Provided entries START
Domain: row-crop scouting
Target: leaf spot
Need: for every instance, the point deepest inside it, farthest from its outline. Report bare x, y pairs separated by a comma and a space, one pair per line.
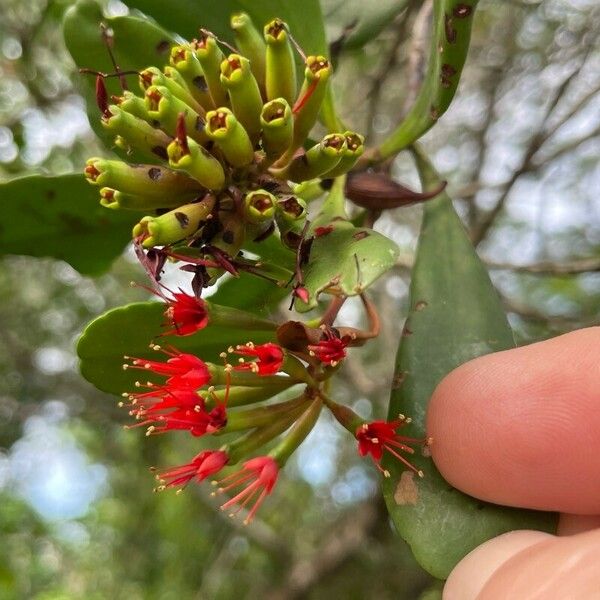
399, 379
163, 46
461, 11
407, 491
154, 173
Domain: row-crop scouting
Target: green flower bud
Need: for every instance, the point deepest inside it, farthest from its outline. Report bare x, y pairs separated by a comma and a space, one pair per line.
290, 216
135, 133
229, 240
132, 104
250, 43
148, 180
114, 199
319, 159
223, 128
354, 149
244, 94
259, 207
165, 108
259, 211
306, 109
186, 155
173, 81
210, 56
280, 78
175, 225
277, 127
187, 64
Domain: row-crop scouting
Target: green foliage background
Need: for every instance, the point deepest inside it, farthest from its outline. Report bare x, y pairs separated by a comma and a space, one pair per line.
521, 169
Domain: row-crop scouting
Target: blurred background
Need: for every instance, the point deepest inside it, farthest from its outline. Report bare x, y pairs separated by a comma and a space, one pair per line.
519, 148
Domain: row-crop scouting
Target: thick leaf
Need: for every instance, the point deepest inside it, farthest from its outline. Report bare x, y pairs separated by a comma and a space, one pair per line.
186, 16
136, 44
62, 218
304, 19
449, 47
345, 261
248, 292
455, 316
128, 330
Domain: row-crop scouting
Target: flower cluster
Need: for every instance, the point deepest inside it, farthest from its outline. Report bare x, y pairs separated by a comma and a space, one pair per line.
205, 398
223, 133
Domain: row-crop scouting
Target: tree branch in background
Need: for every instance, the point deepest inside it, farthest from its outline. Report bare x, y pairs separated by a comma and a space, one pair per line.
346, 538
387, 67
482, 227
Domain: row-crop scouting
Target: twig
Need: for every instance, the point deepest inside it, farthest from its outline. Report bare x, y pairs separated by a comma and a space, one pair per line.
572, 267
481, 229
387, 67
347, 538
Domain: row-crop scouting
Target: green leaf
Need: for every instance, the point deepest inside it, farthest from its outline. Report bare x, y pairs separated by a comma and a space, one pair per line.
251, 293
449, 46
128, 330
61, 217
347, 260
186, 16
455, 316
136, 44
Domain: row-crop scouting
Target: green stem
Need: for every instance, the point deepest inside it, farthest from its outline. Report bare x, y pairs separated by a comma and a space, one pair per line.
302, 427
345, 416
257, 438
449, 47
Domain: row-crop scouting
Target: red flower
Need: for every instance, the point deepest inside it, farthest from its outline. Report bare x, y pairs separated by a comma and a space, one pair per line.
183, 370
330, 350
269, 358
187, 313
195, 420
373, 438
164, 398
259, 475
203, 465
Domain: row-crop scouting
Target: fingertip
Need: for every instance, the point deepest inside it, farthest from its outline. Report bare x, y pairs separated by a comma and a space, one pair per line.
522, 427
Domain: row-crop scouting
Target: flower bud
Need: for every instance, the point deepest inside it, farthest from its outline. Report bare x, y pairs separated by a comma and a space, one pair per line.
246, 101
259, 207
277, 127
280, 77
187, 64
259, 211
319, 159
115, 199
228, 241
354, 149
250, 43
136, 133
290, 216
165, 108
186, 155
132, 104
148, 180
175, 225
210, 56
307, 106
172, 80
223, 128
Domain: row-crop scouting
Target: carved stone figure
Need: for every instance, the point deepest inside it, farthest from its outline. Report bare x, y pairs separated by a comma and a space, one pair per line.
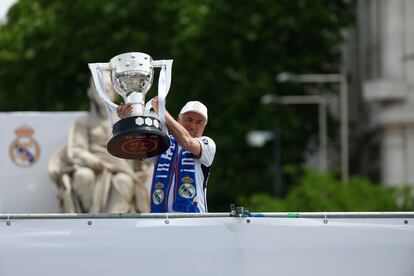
89, 179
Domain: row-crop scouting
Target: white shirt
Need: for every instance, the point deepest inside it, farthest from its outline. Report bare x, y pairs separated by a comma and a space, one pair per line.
202, 170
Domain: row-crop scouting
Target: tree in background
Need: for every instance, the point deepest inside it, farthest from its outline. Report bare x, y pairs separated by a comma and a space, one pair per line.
226, 54
318, 192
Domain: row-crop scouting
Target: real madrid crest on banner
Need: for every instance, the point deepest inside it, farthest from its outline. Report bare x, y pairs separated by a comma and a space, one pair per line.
187, 189
158, 195
24, 150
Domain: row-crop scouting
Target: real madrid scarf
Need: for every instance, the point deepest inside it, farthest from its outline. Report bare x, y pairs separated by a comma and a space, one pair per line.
180, 166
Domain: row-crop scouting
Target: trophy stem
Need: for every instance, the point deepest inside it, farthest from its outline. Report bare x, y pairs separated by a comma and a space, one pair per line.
137, 99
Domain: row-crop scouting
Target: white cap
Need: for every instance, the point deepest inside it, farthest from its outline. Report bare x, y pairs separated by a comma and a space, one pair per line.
197, 107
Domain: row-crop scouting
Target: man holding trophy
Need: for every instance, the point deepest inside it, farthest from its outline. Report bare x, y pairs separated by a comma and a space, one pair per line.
Provided entries END
**Task directions**
Please print out the entries above exactly. The pictures stay out.

**Expected output**
Domain: row-crop scouting
Target: leaf spot
Need: for every instance, the point deepest inside it, farthest from its outline. Report bare x, y pairs separated by a comma and a space, one pair per line.
399, 379
163, 46
461, 11
407, 491
154, 173
Domain: row-crop scouting
Target: green flower bud
Need: for every instance, the point deepest inside it, farthest from its outline. Report bare x, y pairs separated by a comma and a space, one pair per line.
290, 216
135, 133
229, 240
132, 104
250, 43
148, 180
114, 199
319, 159
223, 128
354, 149
244, 94
259, 207
165, 108
259, 211
306, 109
186, 155
173, 81
210, 56
280, 78
175, 225
277, 127
187, 64
Domain: row-crop scouting
Target: green foliage background
Need: for every instance, the point deepest inside it, farthest from its outline. Report bare x, y pairs separated by a comma and a space, one pair per line.
521, 169
Domain: row-crop scouting
Target: blurred background
Need: for every instance, the point deepest inside it, farthest from its outline. Report bare x, y pairs separated by a comma and a space, one pair per line.
519, 148
Domain: row-crop scouting
Target: thick leaf
Need: for every instance, the point deepest inside it, farthest from its outline. Report bare x, y pairs separated by a comma and a space, one pair per line.
186, 16
136, 44
62, 218
304, 19
449, 47
345, 261
248, 292
455, 316
128, 330
Domain: row-crop scouting
Target: flower cluster
Need: for every instance, the point deepest inside it, farthest from its outline. Report bare x, y pairs separated by a comma and a space, one pair per line.
205, 398
223, 133
Domain: row-crop scouting
Target: tree branch in background
Need: for every instance, the point deepest inside it, farthest from its outline. Report bare x, y pairs separated by a comma and a space, one pair per line.
346, 538
387, 67
482, 227
Domain: row-crop scouting
Target: twig
Need: for every instance, the point deepest inside it, farthest from its outline. Report bare x, y pairs separated by a comma and a space, one pair per line.
572, 267
481, 229
387, 67
347, 538
Domain: row-crop scouting
Target: green leaf
Need: for every instance, the point deepest inside it, farthest from its outline. Report bare x, y pairs separated by a comma and a space, one pair per line.
251, 293
449, 46
128, 330
61, 217
347, 260
186, 16
455, 316
136, 44
Domain: row-crop scouting
Target: green stem
Need: for every instance, the point deepest inside it, farthest from its outline. Report bare x, y pairs separated by a comma and a space, one pair per line.
302, 427
345, 416
257, 438
449, 47
Domain: row-crop scouting
Target: red flower
Need: for every instance, the point deepest inside it, farthest from its outline. Report bare x, y pairs separated by a comma and a space, one pair per line.
183, 370
330, 350
269, 358
187, 313
195, 420
373, 438
164, 398
259, 475
203, 465
Domain: row-crop scouting
Target: fingertip
Need: for every instance, the point deepest inside it, farthest from its outline. Report bare x, y pairs separated by a comma and a space, one pair per line.
522, 427
Domain: row-crop scouting
Target: flower bud
Need: for every instance, the point deepest inside it, farthest from its outline. Report bare x, y pairs separated by a comma and a space, one pair per line.
246, 101
259, 207
277, 127
280, 77
187, 64
259, 211
319, 159
115, 199
228, 241
354, 149
250, 43
136, 133
290, 216
165, 108
186, 155
132, 104
148, 180
175, 225
210, 56
307, 106
172, 80
223, 128
Domain: row-crop scouting
Target: carved stone figure
Need: for every instance, the point deepest inside it, farthest from its outline. Report bare x, y pairs separated by a comma and a space, one pair per line.
89, 179
Domain: row-crop scouting
Target: white shirt
Need: for every instance, the point deepest inside it, farthest from its outline. Report bare x, y pairs separated by a comma and a space, one pair per line.
202, 170
Domain: row-crop scouting
Target: tree in background
Need: for every instance, the point deepest inside it, farthest from its outline. Report bare x, y pairs separated by a comma and a space, one pair per line.
226, 54
318, 192
Domain: row-crop scouting
Target: real madrid crest on banner
Need: for every instance, the point deepest inside it, farthest from its outline. Report bare x, y pairs separated by a comma and a space, one pair per line.
187, 189
158, 195
24, 150
Domain: row-crop scouting
Target: real madrid scarf
Need: for every instance, the point deepest inside it, farthest from its outline. Report bare x, y pairs separated by a comma and a space, one pair per line.
180, 166
Domain: row-crop scouting
Target: trophy stem
Need: for every instance, the point deepest inside it, farthest from its outline. Report bare x, y pairs separated by a comma and a space, one pair per line.
137, 99
Domain: row-crop scouting
Target: white cap
Need: for every instance, the point deepest inside it, farthest from its outline. Report bare x, y pairs separated by a comma and a space, one pair per line.
197, 107
Domain: row-crop scouting
Target: man holding trophy
Need: for every instance, the point deepest inside it, farthest from its outline. Report bare x, y pairs separated by a comma and a space, one pair per line.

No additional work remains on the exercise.